_AIM OF THE EXERCISE_
Rewrite the items below, substituting "base cabinet" for "lower cabinet" and keeping everything else identical.

_Region annotation entries_
######
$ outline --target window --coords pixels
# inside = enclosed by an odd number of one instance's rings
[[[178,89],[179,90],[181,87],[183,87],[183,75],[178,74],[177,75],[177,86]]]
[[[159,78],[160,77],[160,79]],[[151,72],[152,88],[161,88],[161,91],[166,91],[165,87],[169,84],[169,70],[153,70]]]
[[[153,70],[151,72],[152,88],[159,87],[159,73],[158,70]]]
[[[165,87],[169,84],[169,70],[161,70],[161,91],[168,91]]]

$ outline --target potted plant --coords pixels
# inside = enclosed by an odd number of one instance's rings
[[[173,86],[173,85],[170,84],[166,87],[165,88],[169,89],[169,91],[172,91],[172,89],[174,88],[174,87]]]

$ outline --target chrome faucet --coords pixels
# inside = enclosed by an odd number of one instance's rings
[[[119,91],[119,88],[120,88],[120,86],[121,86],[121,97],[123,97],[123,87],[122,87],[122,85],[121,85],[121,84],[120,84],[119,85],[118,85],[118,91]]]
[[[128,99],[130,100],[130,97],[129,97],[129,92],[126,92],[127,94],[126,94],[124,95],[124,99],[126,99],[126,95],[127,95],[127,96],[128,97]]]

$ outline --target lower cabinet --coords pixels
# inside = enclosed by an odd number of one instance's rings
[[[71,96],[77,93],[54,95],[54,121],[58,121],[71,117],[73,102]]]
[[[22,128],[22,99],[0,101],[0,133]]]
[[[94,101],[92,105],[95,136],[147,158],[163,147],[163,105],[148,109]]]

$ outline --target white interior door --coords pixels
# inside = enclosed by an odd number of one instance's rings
######
_RESULT FOR THIS EXERCISE_
$ outline --target window --coords pixels
# inside = enclosed by an odd number of one instance's rings
[[[178,89],[179,90],[181,87],[183,87],[183,75],[178,74],[177,75],[177,86]]]
[[[159,78],[160,77],[160,79]],[[151,72],[152,88],[161,88],[161,91],[166,91],[165,87],[169,84],[169,70],[153,70]]]
[[[153,70],[151,72],[152,88],[159,87],[159,73],[158,70]]]
[[[165,87],[169,84],[169,70],[161,70],[161,91],[168,91]]]

$ outline --target potted plant --coords pixels
# inside = enclosed by an odd number of one instance's rings
[[[173,86],[173,85],[170,84],[166,87],[165,88],[169,89],[169,91],[172,91],[172,89],[174,88],[174,87]]]

$ outline --target chrome faucet --coords pixels
# inside = enclosed by an odd number of one instance's rings
[[[119,91],[119,88],[120,88],[120,86],[121,86],[121,97],[123,97],[123,87],[122,87],[122,85],[121,85],[121,84],[120,84],[119,85],[118,85],[118,91]]]
[[[128,99],[130,100],[130,97],[129,97],[129,92],[126,92],[127,94],[126,94],[124,95],[124,99],[126,99],[126,95],[127,95],[127,96],[128,97]]]

$ outline --target base cabinet --coords pixels
# inside = enclosed by an odd number of one instance's rings
[[[71,96],[77,93],[54,95],[54,121],[58,121],[71,117],[73,102]]]
[[[22,128],[22,99],[0,101],[0,133]]]
[[[94,101],[92,105],[95,136],[147,158],[163,147],[163,105],[148,109]]]

$ outline --target white interior door --coords pixels
# inside = enclosed by an odd number of one instance's rings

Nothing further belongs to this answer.